**EXERCISE**
Quote exactly the lines running from the line with "of the long" to the end of the entries, including both, and nothing else.

**Items listed in a dataset**
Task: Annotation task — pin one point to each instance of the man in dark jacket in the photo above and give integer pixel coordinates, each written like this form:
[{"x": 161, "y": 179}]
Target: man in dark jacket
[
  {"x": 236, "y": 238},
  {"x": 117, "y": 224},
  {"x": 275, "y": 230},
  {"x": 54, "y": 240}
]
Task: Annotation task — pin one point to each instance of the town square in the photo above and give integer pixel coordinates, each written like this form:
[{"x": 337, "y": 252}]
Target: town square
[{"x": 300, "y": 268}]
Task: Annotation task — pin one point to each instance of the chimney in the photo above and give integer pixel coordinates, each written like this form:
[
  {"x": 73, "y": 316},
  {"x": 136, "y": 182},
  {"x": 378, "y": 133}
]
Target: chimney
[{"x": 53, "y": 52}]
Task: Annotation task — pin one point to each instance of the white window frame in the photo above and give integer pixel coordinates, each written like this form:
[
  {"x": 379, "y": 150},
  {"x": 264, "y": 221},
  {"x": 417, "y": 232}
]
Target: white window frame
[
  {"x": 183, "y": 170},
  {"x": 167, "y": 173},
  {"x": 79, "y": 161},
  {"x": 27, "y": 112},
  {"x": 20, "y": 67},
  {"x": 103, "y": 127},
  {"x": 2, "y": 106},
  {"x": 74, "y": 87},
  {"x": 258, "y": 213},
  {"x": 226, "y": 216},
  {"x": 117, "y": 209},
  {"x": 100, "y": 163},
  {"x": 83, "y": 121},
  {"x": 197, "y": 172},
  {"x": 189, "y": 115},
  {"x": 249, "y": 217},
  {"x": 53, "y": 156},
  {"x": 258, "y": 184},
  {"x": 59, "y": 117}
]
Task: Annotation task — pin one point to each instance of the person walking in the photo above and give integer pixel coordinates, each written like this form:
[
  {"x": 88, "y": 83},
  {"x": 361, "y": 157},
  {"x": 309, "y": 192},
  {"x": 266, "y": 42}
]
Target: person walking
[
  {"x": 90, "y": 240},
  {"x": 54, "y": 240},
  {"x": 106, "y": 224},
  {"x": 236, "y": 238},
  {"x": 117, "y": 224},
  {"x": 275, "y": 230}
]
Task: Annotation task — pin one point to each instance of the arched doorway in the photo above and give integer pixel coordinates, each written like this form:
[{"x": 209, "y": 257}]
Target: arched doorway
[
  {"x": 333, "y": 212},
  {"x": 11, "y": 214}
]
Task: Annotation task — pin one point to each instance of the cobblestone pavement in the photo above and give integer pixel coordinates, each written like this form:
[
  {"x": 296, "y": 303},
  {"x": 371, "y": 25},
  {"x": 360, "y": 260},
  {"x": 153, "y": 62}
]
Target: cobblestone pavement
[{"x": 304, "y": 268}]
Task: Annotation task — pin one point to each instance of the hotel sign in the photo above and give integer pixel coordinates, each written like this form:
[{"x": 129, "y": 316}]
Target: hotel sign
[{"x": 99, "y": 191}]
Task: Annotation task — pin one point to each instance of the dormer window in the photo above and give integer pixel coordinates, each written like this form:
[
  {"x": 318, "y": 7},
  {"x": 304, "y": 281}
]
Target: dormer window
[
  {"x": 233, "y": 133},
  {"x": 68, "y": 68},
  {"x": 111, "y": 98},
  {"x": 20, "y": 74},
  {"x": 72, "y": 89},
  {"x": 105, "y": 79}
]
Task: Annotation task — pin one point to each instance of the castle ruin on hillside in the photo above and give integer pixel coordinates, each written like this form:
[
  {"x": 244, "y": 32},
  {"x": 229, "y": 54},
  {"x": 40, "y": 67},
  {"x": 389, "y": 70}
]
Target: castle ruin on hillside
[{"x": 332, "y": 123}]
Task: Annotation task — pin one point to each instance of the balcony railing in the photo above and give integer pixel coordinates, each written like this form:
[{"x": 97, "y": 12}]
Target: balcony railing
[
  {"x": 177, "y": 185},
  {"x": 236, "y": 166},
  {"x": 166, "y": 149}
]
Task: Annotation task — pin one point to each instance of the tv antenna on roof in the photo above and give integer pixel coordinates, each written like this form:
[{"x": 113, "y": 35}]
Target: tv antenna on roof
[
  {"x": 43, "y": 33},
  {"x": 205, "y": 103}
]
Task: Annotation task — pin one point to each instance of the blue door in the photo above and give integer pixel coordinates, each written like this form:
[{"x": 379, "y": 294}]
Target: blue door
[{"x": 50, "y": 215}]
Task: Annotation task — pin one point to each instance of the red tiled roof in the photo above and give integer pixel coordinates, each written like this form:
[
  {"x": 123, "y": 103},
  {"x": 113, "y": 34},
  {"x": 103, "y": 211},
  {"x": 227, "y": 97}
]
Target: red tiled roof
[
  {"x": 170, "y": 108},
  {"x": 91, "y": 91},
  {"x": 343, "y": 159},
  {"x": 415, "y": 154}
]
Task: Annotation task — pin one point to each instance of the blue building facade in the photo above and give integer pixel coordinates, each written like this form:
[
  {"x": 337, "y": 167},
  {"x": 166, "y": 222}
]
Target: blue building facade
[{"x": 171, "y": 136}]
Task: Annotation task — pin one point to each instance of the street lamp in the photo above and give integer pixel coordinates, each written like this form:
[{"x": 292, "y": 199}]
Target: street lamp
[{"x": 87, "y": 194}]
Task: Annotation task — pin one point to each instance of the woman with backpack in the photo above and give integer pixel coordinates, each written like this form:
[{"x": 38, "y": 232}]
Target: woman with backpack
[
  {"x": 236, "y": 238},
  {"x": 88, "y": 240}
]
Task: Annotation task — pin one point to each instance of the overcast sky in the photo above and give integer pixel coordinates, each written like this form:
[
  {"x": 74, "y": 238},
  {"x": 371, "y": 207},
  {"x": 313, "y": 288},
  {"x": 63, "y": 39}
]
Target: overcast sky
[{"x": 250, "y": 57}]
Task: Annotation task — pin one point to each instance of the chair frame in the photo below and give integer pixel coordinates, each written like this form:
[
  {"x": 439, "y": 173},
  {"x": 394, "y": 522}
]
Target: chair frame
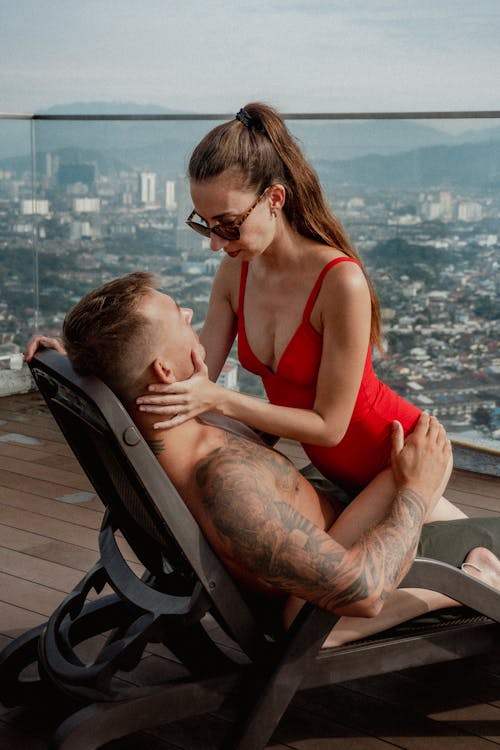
[{"x": 184, "y": 583}]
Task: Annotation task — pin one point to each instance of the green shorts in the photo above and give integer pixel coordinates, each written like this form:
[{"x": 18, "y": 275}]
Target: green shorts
[{"x": 451, "y": 541}]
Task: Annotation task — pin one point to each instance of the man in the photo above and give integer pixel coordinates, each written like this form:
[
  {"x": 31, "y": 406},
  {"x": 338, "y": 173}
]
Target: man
[{"x": 272, "y": 529}]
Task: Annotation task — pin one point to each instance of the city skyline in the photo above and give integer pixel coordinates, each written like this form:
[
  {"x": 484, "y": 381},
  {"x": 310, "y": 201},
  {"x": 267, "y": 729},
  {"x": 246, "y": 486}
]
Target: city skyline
[{"x": 326, "y": 55}]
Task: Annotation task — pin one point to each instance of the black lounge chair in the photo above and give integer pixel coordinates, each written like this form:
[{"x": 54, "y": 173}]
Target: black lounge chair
[{"x": 185, "y": 600}]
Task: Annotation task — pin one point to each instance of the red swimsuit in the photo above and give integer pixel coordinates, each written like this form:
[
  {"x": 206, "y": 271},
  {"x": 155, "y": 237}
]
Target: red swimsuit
[{"x": 365, "y": 448}]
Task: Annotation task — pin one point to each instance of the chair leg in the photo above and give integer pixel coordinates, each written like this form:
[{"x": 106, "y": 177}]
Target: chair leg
[
  {"x": 99, "y": 723},
  {"x": 273, "y": 689}
]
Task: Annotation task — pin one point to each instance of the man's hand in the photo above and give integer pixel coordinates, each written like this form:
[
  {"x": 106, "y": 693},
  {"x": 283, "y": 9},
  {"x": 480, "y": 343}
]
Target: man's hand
[
  {"x": 38, "y": 342},
  {"x": 423, "y": 463}
]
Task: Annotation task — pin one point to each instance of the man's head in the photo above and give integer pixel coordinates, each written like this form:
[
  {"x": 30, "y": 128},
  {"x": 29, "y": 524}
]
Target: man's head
[{"x": 129, "y": 334}]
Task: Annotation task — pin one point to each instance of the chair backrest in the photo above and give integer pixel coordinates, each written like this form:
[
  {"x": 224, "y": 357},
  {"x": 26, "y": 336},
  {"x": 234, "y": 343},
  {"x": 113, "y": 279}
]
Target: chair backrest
[{"x": 143, "y": 503}]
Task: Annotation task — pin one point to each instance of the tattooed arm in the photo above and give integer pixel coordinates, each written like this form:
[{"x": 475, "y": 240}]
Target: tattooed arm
[{"x": 247, "y": 497}]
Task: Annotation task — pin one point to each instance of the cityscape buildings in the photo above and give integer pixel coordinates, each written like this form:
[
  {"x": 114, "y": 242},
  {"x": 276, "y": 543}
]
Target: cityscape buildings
[{"x": 432, "y": 251}]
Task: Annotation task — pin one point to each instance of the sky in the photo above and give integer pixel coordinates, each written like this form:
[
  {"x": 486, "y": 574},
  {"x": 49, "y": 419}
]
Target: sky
[{"x": 215, "y": 55}]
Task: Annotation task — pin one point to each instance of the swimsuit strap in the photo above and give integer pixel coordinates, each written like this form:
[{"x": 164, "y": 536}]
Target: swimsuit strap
[
  {"x": 243, "y": 283},
  {"x": 315, "y": 290}
]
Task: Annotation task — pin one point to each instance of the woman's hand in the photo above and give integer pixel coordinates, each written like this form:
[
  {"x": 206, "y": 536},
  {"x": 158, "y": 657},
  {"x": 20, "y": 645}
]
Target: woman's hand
[
  {"x": 182, "y": 400},
  {"x": 38, "y": 342}
]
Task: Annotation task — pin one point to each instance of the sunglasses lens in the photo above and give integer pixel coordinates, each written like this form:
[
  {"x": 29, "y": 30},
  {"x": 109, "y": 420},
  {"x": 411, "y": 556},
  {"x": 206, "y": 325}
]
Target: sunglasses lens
[
  {"x": 227, "y": 232},
  {"x": 200, "y": 228}
]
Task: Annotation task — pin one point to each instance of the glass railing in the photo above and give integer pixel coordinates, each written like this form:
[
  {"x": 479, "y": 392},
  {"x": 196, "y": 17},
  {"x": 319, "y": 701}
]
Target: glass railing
[{"x": 86, "y": 198}]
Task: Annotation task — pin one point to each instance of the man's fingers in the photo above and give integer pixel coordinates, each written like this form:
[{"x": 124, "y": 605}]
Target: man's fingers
[{"x": 398, "y": 438}]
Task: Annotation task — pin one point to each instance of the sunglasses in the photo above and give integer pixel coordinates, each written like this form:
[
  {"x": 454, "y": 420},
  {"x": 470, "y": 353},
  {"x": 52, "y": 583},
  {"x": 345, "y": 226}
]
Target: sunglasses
[{"x": 227, "y": 231}]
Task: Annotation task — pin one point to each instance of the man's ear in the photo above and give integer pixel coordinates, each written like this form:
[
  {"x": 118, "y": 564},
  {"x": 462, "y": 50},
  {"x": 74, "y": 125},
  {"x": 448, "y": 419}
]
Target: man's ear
[{"x": 162, "y": 371}]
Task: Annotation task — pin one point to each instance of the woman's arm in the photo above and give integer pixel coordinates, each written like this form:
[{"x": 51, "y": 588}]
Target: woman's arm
[
  {"x": 219, "y": 329},
  {"x": 342, "y": 313}
]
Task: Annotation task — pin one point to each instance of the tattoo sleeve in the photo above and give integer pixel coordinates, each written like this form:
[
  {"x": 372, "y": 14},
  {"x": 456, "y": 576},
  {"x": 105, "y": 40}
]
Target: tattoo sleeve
[{"x": 245, "y": 492}]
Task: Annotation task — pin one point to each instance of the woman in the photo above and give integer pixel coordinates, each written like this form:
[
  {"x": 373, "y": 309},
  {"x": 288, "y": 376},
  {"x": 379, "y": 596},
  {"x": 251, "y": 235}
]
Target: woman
[{"x": 293, "y": 289}]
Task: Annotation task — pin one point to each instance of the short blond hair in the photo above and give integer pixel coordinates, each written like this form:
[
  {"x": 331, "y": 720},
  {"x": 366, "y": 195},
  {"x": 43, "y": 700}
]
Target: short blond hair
[{"x": 105, "y": 335}]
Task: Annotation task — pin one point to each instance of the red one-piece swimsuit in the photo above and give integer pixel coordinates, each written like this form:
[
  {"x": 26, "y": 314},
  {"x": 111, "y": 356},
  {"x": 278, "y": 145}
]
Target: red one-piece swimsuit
[{"x": 365, "y": 448}]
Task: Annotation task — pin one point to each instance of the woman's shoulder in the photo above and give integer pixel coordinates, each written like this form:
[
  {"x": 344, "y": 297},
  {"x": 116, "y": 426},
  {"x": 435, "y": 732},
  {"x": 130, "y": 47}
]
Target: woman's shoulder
[{"x": 343, "y": 275}]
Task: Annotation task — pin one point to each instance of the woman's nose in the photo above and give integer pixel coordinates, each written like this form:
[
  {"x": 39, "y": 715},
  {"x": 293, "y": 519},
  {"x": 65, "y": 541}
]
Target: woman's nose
[{"x": 188, "y": 314}]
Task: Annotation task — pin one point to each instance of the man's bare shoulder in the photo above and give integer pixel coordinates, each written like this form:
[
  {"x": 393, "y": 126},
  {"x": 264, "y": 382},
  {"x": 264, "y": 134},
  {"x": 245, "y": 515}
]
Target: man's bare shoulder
[{"x": 241, "y": 461}]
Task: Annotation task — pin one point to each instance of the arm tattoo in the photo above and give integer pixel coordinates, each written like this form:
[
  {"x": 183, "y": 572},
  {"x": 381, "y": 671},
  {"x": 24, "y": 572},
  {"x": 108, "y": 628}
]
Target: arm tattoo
[{"x": 248, "y": 492}]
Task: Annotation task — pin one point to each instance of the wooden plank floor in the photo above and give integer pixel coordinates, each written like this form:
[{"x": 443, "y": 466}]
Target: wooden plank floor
[{"x": 49, "y": 518}]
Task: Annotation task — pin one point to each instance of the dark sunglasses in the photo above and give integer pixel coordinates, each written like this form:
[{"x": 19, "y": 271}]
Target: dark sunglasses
[{"x": 227, "y": 231}]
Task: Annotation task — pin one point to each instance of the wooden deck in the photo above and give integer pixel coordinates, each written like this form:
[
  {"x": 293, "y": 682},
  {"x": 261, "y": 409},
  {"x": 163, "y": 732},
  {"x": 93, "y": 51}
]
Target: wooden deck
[{"x": 49, "y": 518}]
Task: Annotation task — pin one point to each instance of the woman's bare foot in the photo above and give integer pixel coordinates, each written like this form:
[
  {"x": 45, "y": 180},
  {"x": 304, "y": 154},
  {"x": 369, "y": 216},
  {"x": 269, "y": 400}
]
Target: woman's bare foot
[{"x": 483, "y": 564}]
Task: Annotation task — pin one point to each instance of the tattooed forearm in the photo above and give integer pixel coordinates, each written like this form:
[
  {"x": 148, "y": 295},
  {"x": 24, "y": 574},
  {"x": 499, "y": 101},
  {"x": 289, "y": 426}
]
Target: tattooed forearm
[{"x": 247, "y": 493}]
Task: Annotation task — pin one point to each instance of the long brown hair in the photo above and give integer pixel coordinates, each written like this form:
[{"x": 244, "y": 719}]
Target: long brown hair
[{"x": 261, "y": 149}]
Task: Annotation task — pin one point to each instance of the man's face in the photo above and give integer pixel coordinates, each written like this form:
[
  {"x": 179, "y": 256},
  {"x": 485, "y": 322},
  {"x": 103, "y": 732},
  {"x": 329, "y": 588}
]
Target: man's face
[{"x": 174, "y": 338}]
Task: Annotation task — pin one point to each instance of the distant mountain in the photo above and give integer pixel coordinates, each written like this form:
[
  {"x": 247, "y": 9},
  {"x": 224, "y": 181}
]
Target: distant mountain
[
  {"x": 470, "y": 164},
  {"x": 331, "y": 140}
]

**THE COMPLETED TASK**
Task: Annotation task — pin one point to each instance of the long brown hair in the photo above and give integer pixel coordinates, each written like this form:
[{"x": 244, "y": 719}]
Target: long brown hair
[{"x": 261, "y": 149}]
Task: Annotation task — pin one point to each instance of the man's face in the photo above and give integer pixel coordinates, each written like this form:
[
  {"x": 179, "y": 256},
  {"x": 485, "y": 322},
  {"x": 103, "y": 732},
  {"x": 329, "y": 588}
]
Target: man's face
[{"x": 174, "y": 338}]
Task: Annotation task — pin one point to each instance of the distant mountain in the photo above and give integer pixel coordinates, each written like this form:
[
  {"x": 247, "y": 9},
  {"x": 224, "y": 181}
]
Target: distant mountain
[
  {"x": 470, "y": 164},
  {"x": 331, "y": 140}
]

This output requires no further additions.